Task A =>
In the records below, give every line from the one containing "Could you please outline every instance of the stone" through the last line of the records as a JSON list of strings, one string per line and no blank lines.

Text extract =>

┄┄┄┄┄┄┄┄┄┄

Augustas Serapinas. Potatoes and Chamomile. Installation view. London, 2025. Photo by Stephen James. Courtesy of the artist and Emalin, London

Lithuanian artist Augustas Serapinas’s works are almost always a fusion of creation and destruction. For his most recent project, he combines gardening and conceptual art, creating a thought-provoking exhibition at Emalin gallery in London.

‘Finely chop the vegetables (beetroots, cucumbers and spring onion leaves)’ … Augustas Serapinas (b. 1990) is brewing up Lithuanian Cold Borscht in a greenhouse at Number One Holywell Lane, London. Despite the medieval sound of the address of his gallery Emalin, its glass walls overlook a truly urban Shoreditch, a junction of roads and tracks that would have kept Leon Kossoff (1926–2019) happy. Serapinas is well known for cleansing the timbers of rural shacks with fire and then rebuilding. He has also rescued the skeletons of three greenhouses from central Vilnius, only to erect them in a different format. His dismantling and rebuilding emphasise the constant change in humankind’s relationship with the environment. What the hell are we doing to the earth? Well, you can come and taste what Serapinas’ is doing at the end of this exhibition – he is serving up a soup.

The broad beams of the country houses are singed and sealed charcoal black. Some have been hollowed out like primitive canoes. Earth fills the carved-out holes, so the once proud tree trunks look like water troughs converted into raised street flower beds. I visited the gallery on day one, so one could see no sign of the beets or potatoes (which are traditionally eaten with the soup), but other seedlings had broken out of the earth. The artist/gardener/cook has planted flowers, just in the anticipation of their colour and form, but if the gallery staff have the necessary green fingers, they will produce the herbs as well as the vegetables (coriander, dill, parsley, lemon balm and mint). ‘When I think about planting, I think about people,’ St Augustas confesses to me, and as in a monastery garden he has bribed the workers by growing camomile for their tea.

While the wooden planter construction fills the centre of the room, there are two other, even more typical Serapinas artworks in the gallery. He sees architecture ‘not as final structure but as a set of elements’ …. ‘Once the roasted vegetables are cool transfer them to a blender,’ reads the recipe for the soup. The architectural echo is that once the building starts to lose its point save its elements by placing them in a different situation. Two charred window frames and structures are placed on the inner gallery walls, rather as if they are blind onlookers to the changing world.

┄┄┄┄┄┄┄┄┄┄

Task B =>
Write out the passage from the text about the Serapinas exhibition from "While the wooden" up to and including "the changing world.".

┄┄┄┄┄┄┄┄┄┄

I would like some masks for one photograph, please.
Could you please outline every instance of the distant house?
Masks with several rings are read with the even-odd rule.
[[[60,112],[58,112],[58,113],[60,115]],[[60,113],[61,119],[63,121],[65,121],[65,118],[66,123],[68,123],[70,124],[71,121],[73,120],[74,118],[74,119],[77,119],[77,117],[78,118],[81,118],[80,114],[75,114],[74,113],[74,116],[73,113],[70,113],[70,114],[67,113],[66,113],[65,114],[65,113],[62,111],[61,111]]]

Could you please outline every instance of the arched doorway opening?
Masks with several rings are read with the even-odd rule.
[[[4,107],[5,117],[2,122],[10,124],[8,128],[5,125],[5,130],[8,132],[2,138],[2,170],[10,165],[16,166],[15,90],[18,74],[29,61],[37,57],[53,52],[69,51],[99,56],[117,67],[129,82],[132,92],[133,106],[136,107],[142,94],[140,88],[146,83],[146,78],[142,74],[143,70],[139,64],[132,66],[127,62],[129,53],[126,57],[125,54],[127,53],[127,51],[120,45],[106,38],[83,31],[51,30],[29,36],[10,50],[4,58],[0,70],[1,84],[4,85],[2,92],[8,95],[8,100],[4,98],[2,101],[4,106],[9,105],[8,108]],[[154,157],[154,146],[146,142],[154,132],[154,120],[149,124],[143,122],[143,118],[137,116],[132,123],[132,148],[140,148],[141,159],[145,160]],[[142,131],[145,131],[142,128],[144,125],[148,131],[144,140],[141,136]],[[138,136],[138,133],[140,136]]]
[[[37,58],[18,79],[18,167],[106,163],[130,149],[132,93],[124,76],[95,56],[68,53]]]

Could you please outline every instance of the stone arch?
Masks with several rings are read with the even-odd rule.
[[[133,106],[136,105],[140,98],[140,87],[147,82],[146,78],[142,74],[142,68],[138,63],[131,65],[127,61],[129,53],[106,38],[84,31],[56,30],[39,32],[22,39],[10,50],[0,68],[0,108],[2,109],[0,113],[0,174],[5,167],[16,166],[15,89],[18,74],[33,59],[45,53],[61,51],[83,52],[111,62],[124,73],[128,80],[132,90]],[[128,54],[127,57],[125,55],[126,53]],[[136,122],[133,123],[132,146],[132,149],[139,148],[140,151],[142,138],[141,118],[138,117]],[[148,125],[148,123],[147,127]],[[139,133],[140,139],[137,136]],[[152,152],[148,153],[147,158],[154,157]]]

┄┄┄┄┄┄┄┄┄┄

Answer A =>
[
  "Could you please outline every instance of the stone arch?",
  "Masks with several rings are read with the even-odd rule.",
  "[[[133,106],[136,105],[140,98],[140,87],[147,82],[146,78],[142,74],[142,68],[138,63],[131,65],[127,61],[129,53],[106,38],[84,31],[56,30],[39,32],[22,39],[10,50],[0,68],[0,108],[2,109],[0,113],[0,174],[5,167],[16,166],[15,89],[18,74],[33,59],[45,53],[61,51],[83,52],[111,62],[124,73],[128,80],[132,90]],[[128,54],[127,57],[125,55],[126,53]],[[136,122],[133,123],[132,146],[132,149],[139,148],[140,151],[142,138],[141,118],[138,117]],[[148,125],[148,123],[147,127]],[[139,133],[140,139],[137,136]],[[152,152],[148,153],[147,158],[154,157]]]"
]

Answer B =>
While the wooden planter construction fills the centre of the room, there are two other, even more typical Serapinas artworks in the gallery. He sees architecture ‘not as final structure but as a set of elements’ …. ‘Once the roasted vegetables are cool transfer them to a blender,’ reads the recipe for the soup. The architectural echo is that once the building starts to lose its point save its elements by placing them in a different situation. Two charred window frames and structures are placed on the inner gallery walls, rather as if they are blind onlookers to the changing world.